Provided text:
===

The first room we were allocated, was tiny but delightful. Two cute single beds, windows on two sides – the entrance to the hotel and the field that fills with lavender in summertime – and a nice big bathroom (bigger, in fact, than the bedroom) with a huge shower area, separate bath, and another window to let the light flood in. Just what we expect from a spa hotel.
But disaster struck – the WiFi didn’t stretch to our room. After much kerfuffle (see below) we were moved to a room down the corridor. On the plus side, it had functioning WiFi. On the minus, it was, if possible, even tinier. There was barely space for our luggage, and though there was a tiny desk, there was no room for a chair – instead, there was a leather poof. The single window overlooked the internal courtyard, and there was no window in the bathroom, which was also smaller than our first room. No separate shower this time – it was slotted in over the tub. And, though it looked promising, like a rainfall head, it was the worst shower we’ve ever had – the water only came out of one corner, so the flow was a dribble – impossible to wash your hair under. Oh, and we tried to use the bath, but the handle came off in our hand the minute we touched it.

===

Reproduce the stretch of the hotel review from "But disaster struck" through "we touched it.", word for word. The lines that come next have nothing to do with the hotel review.

===

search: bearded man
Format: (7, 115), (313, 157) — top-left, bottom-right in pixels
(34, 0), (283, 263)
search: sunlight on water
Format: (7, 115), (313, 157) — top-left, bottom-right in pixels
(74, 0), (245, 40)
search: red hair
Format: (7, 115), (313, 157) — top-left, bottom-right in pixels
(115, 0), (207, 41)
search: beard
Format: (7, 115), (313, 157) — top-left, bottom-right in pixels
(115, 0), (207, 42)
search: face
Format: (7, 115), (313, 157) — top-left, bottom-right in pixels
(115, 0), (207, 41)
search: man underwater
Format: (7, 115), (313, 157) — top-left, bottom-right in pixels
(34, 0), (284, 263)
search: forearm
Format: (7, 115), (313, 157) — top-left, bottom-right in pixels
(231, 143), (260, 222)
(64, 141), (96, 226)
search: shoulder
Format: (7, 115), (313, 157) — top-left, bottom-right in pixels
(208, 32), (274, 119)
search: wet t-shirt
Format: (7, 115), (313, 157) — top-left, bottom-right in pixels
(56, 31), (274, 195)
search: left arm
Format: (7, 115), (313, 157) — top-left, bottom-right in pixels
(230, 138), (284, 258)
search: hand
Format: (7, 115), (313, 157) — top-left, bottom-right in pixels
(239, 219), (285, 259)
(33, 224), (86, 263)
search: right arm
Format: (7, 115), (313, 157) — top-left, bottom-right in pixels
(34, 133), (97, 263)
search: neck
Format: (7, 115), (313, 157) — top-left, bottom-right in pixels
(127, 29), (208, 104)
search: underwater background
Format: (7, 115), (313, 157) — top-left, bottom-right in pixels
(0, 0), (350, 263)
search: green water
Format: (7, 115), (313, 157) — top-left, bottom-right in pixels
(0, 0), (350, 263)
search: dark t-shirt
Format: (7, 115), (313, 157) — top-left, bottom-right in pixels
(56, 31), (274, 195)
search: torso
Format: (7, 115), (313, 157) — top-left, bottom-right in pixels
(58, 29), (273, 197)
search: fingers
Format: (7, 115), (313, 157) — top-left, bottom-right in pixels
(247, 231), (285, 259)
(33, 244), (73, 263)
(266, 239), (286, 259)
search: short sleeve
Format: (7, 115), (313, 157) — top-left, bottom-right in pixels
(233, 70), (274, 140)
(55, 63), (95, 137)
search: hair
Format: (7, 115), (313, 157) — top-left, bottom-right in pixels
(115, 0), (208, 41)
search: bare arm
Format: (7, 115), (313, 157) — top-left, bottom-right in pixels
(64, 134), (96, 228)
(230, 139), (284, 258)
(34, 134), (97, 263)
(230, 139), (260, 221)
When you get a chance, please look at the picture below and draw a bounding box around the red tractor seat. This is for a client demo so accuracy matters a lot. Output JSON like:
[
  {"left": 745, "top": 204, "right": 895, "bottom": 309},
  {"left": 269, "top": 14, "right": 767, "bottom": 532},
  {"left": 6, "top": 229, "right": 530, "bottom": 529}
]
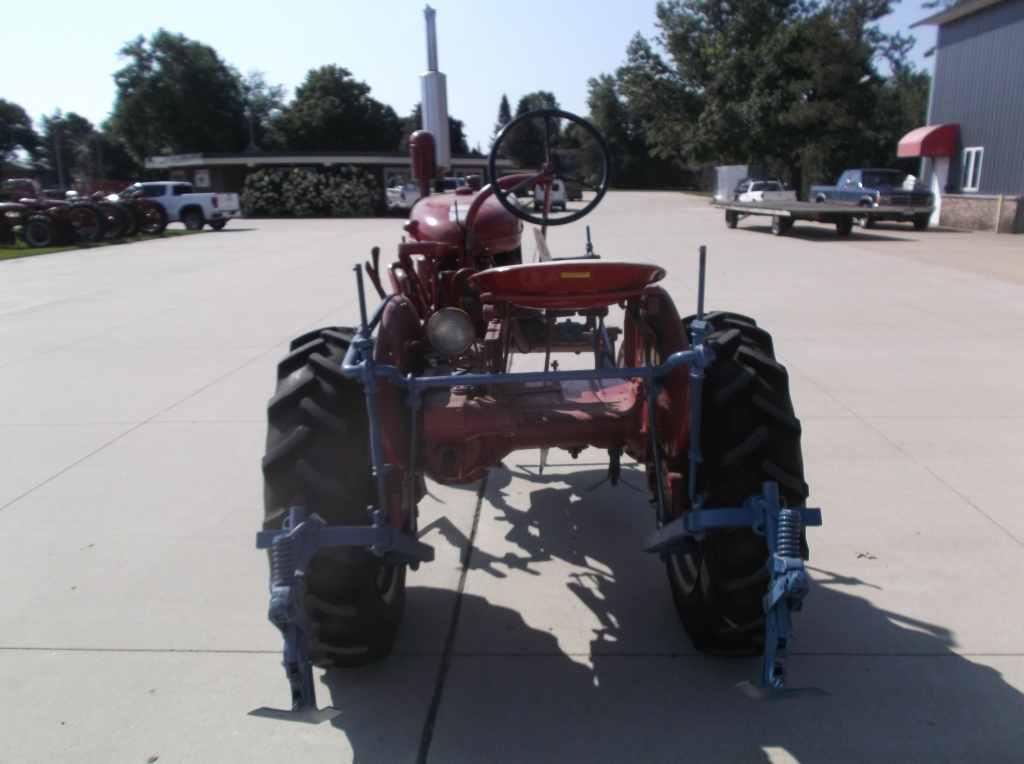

===

Answer section:
But disaster struck – the WiFi didn’t stretch to our room. After much kerfuffle (see below) we were moved to a room down the corridor. On the plus side, it had functioning WiFi. On the minus, it was, if possible, even tinier. There was barely space for our luggage, and though there was a tiny desk, there was no room for a chair – instead, there was a leather poof. The single window overlooked the internal courtyard, and there was no window in the bathroom, which was also smaller than our first room. No separate shower this time – it was slotted in over the tub. And, though it looked promising, like a rainfall head, it was the worst shower we’ve ever had – the water only came out of one corner, so the flow was a dribble – impossible to wash your hair under. Oh, and we tried to use the bath, but the handle came off in our hand the minute we touched it.